> _EXERCISE TASK_:
Continue the article about Uplift and its client Kelli Davy, picking up right after its last sentence.

> _ARTICLE_:
— START —

Fuelling Mindful Positive Change

Uplift is honoured to lead mindful positive change in individuals as well as organizations. It becomes even more an honour to do this work when we get to experience our clients using the ancient wisdom and transformational tools we teach in their own lives.

One of our clients, Kelli Davy from , in Ottawa, Canada, wanted to write about her work on self-mastery and professional development; this exercise led to a speech on Happiness for a recent Toastmasters meeting. Of course, we weren’t surprised that the account was written from the soul, both heartwarming and inspirational. Kelli is just one of the clients at Uplift who is transforming her life in beautiful, positive, and uplifting ways. The Uplift journey may not be an easy one but as Kelli can attest to, it’s worth it in the end.

It’s incredible to see people like Kelli leading the way with courage and wisdom, not only in her life but in her relationships and in her work at Halogen Software.

— END —

> _RECORD LIST_:
— START —

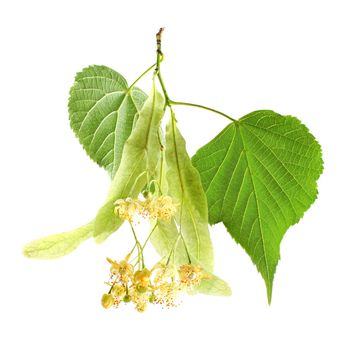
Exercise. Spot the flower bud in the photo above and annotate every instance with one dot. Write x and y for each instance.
(107, 301)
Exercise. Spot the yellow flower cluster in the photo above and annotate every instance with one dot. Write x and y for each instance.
(161, 207)
(161, 285)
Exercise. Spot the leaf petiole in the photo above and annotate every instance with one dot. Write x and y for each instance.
(200, 106)
(141, 76)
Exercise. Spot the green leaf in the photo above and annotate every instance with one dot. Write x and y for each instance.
(55, 246)
(139, 161)
(260, 176)
(163, 238)
(102, 110)
(186, 190)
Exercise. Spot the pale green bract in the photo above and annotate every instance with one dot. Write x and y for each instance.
(139, 161)
(184, 186)
(58, 245)
(102, 110)
(163, 239)
(260, 176)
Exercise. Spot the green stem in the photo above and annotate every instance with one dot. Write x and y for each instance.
(168, 101)
(142, 75)
(149, 236)
(200, 106)
(139, 247)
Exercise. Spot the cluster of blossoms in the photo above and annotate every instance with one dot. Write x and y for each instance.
(160, 285)
(161, 207)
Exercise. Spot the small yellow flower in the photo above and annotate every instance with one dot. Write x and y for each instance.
(127, 208)
(191, 275)
(107, 301)
(161, 208)
(142, 280)
(166, 293)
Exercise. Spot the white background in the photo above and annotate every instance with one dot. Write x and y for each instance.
(236, 56)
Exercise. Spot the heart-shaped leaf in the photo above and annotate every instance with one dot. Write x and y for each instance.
(260, 176)
(102, 110)
(138, 163)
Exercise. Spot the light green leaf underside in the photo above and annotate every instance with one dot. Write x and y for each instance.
(163, 239)
(260, 176)
(184, 186)
(102, 111)
(58, 245)
(139, 158)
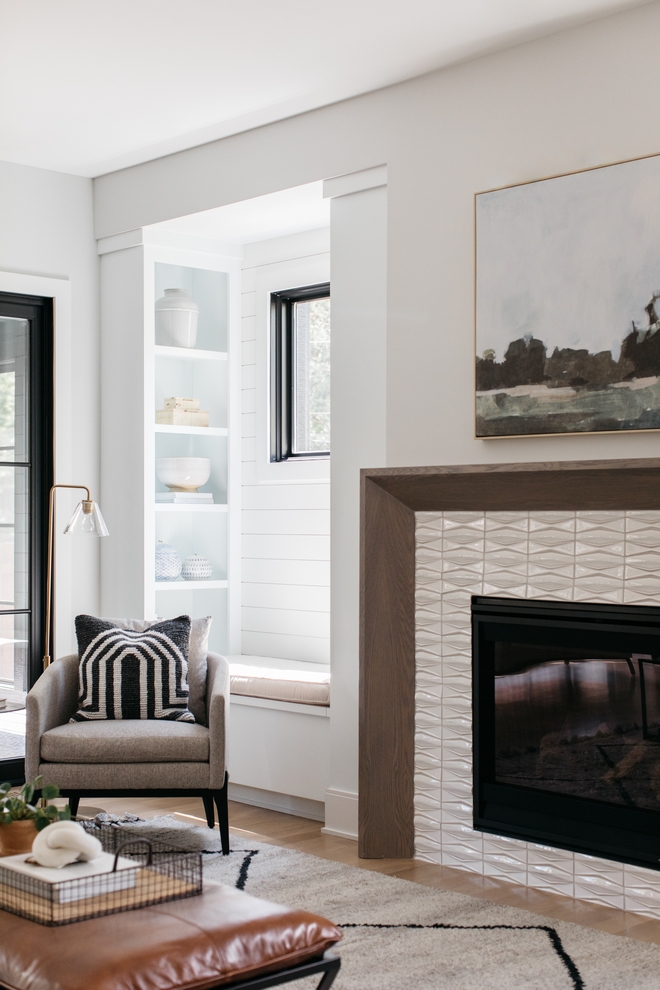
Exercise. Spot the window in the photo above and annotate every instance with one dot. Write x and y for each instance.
(26, 474)
(300, 373)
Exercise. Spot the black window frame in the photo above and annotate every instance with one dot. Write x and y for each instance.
(38, 311)
(282, 380)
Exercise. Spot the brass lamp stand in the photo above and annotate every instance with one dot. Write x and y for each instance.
(86, 519)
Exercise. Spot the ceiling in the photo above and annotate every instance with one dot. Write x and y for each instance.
(90, 86)
(260, 219)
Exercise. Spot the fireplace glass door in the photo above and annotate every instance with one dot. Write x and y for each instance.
(567, 725)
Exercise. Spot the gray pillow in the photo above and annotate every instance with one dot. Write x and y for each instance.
(197, 665)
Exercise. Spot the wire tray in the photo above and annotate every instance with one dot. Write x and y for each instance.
(158, 873)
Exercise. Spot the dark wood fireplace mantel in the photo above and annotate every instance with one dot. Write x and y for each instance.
(390, 497)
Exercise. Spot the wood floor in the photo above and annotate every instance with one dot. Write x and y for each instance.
(306, 836)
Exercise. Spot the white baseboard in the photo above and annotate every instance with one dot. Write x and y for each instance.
(286, 803)
(341, 813)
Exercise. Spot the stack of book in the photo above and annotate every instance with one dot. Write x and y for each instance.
(185, 498)
(181, 412)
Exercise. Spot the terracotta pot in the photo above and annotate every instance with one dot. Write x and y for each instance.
(17, 837)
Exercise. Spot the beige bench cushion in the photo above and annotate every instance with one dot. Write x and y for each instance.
(301, 687)
(126, 741)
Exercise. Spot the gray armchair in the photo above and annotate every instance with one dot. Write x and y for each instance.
(128, 758)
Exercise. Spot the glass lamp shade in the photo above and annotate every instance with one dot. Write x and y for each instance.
(90, 523)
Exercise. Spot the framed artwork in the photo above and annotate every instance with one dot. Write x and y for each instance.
(568, 303)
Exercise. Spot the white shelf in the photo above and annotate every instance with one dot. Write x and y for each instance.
(171, 507)
(189, 585)
(189, 353)
(195, 431)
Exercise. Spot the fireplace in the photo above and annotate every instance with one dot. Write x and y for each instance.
(566, 724)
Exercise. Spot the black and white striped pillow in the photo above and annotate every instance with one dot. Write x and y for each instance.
(129, 675)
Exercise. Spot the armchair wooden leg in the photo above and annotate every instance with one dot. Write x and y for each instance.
(208, 808)
(223, 815)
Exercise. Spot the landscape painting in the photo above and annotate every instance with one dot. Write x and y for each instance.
(568, 303)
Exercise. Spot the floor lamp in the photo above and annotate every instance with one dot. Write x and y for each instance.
(86, 519)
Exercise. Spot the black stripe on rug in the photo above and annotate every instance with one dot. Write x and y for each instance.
(245, 865)
(553, 935)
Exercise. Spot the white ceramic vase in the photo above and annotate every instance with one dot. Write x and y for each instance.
(176, 319)
(196, 568)
(168, 562)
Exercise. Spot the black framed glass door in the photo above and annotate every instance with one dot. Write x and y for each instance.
(26, 474)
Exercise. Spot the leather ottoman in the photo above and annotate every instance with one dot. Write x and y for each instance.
(224, 937)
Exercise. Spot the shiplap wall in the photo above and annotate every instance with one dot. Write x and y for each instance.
(286, 527)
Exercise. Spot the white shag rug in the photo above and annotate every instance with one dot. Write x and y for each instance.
(399, 935)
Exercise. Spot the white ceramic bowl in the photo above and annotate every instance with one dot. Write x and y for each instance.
(183, 474)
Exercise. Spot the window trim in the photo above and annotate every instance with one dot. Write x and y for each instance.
(282, 378)
(38, 311)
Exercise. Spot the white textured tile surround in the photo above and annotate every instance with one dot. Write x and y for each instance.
(570, 556)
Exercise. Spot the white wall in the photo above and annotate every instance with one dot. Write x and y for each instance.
(46, 230)
(286, 526)
(578, 98)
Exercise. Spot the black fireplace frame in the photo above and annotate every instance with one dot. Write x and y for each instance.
(623, 834)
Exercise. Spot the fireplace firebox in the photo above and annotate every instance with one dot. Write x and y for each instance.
(566, 706)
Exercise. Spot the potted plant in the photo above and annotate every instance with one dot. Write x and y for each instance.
(20, 820)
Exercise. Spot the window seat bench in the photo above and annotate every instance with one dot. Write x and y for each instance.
(280, 680)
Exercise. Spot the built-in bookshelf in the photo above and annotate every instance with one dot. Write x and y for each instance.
(208, 372)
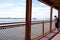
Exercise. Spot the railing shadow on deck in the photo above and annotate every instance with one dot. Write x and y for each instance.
(19, 24)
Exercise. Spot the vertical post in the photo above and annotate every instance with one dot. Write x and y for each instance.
(28, 20)
(51, 18)
(59, 16)
(43, 28)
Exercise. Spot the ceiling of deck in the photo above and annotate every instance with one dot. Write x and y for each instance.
(54, 3)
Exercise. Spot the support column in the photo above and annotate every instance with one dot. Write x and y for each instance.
(28, 20)
(59, 16)
(51, 18)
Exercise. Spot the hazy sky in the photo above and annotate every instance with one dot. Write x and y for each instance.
(17, 8)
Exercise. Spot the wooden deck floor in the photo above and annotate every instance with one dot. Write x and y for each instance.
(55, 35)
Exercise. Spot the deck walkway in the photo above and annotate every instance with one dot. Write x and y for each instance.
(52, 36)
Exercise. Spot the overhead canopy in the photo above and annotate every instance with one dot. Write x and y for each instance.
(54, 3)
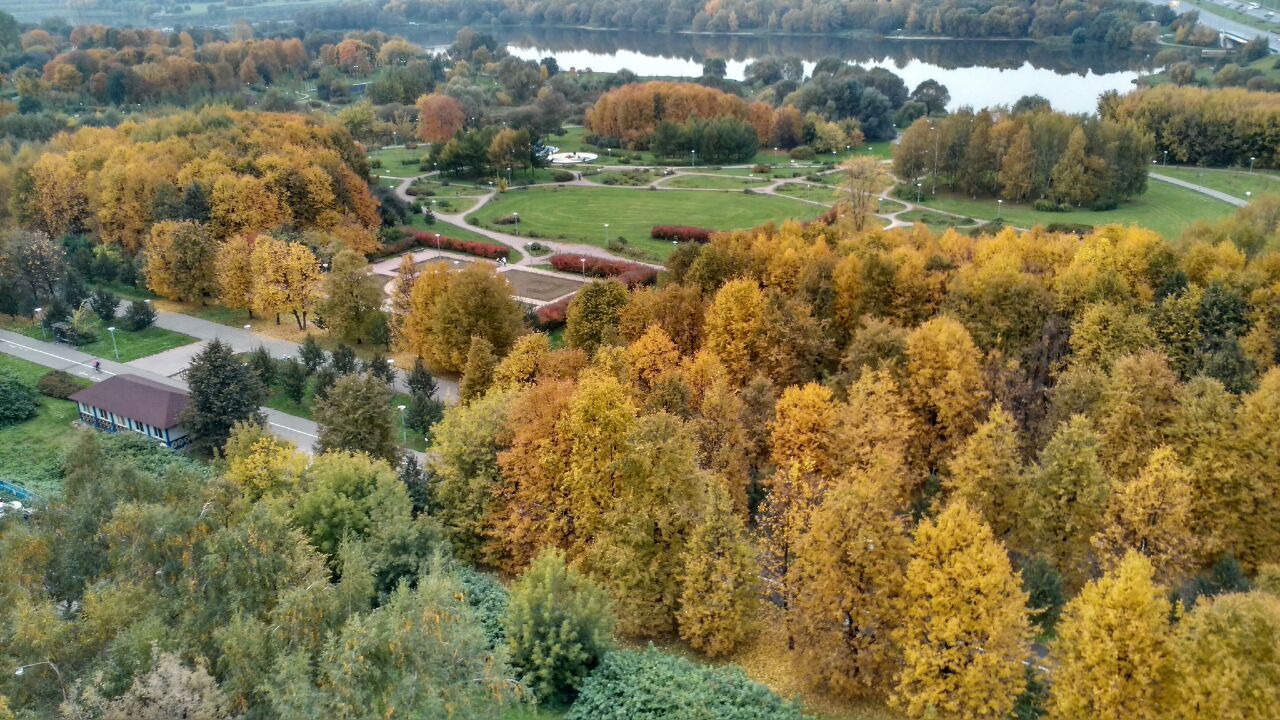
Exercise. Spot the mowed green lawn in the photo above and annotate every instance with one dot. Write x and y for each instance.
(1164, 208)
(31, 452)
(1232, 182)
(132, 345)
(579, 214)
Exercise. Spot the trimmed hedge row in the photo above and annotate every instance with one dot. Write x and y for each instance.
(680, 233)
(411, 238)
(627, 273)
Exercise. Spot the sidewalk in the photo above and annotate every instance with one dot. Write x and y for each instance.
(297, 431)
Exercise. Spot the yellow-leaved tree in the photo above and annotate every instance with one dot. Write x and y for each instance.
(845, 584)
(735, 326)
(1152, 514)
(987, 473)
(946, 388)
(963, 625)
(1066, 495)
(1226, 656)
(1111, 654)
(718, 597)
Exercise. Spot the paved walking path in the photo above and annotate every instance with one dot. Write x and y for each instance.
(1201, 188)
(297, 431)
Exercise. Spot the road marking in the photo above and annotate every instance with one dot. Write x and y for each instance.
(58, 358)
(291, 429)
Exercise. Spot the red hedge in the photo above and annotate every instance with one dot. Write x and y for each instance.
(627, 273)
(680, 233)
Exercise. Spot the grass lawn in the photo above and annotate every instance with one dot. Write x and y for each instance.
(278, 401)
(580, 214)
(1232, 182)
(31, 452)
(712, 182)
(132, 345)
(396, 162)
(1166, 209)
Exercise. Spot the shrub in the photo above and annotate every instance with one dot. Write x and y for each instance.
(554, 314)
(656, 686)
(138, 315)
(680, 233)
(17, 401)
(56, 383)
(557, 627)
(627, 273)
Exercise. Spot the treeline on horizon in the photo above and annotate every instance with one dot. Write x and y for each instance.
(1115, 22)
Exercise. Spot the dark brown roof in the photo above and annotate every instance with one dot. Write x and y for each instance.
(138, 399)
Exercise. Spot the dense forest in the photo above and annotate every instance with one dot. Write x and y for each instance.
(912, 452)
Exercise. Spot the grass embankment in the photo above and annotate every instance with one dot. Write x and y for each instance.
(132, 345)
(1230, 181)
(1164, 208)
(31, 452)
(579, 214)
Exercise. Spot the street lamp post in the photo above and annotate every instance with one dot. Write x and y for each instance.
(21, 671)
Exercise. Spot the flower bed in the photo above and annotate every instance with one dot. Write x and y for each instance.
(680, 233)
(629, 273)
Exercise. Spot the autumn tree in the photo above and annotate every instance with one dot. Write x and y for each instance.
(1112, 655)
(593, 315)
(963, 625)
(946, 388)
(1152, 514)
(718, 579)
(478, 373)
(987, 473)
(439, 118)
(356, 417)
(1066, 496)
(1225, 659)
(181, 261)
(846, 582)
(864, 178)
(734, 326)
(233, 268)
(352, 297)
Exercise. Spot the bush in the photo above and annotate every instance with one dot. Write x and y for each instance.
(1048, 206)
(138, 315)
(17, 401)
(557, 627)
(627, 273)
(656, 686)
(680, 233)
(56, 383)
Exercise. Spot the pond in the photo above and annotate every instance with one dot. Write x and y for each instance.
(977, 72)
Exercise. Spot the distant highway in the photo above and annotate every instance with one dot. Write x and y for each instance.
(1225, 24)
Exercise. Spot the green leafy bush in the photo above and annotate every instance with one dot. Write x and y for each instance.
(17, 401)
(56, 383)
(656, 686)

— END —

> _TASK RESULT_:
Thank you, Kelli for sharing your wisdom and light. Continue to Shine.

Here’s an adapted version of her speech from August 30th, 2013:

Once upon a time, I found myself in a state of affairs that lead to daily vexation.  And it KelliDavey-2was not the right state.

I imagine we all find ourselves in that state of affairs from time to time. I tell you this only as the starting point for the journey that led me to speak to you today about happiness.

It’s a soft, squishy topic, and it might not be one that you would choose to speak on, and that’s just fine.  But I’m going to go ahead and go for it, kind of like I did in the sixth grade, when I stood up in front of my class and gave a speech on  Responsibility (it’s a big word, isn’t it?).  Probably needless to say, I didn’t win that particular speaking competition, in part I suspect, because it was voted on by my peers and not my teachers.  Hopefully I’ll have better luck this time around.

I’m going to start with some background on the topic, then I’m going to share a little bit about some things I’ve learned on my journey, and finally wrap up with some tools that you might be able to use in your own life, if you are so inspired.

Merriam Webster defines happiness as a state of

well-being and contentment; joy.

Let me ask you:

Do you always recognize when you’re happy? Do you take the time to relish it when it occurs?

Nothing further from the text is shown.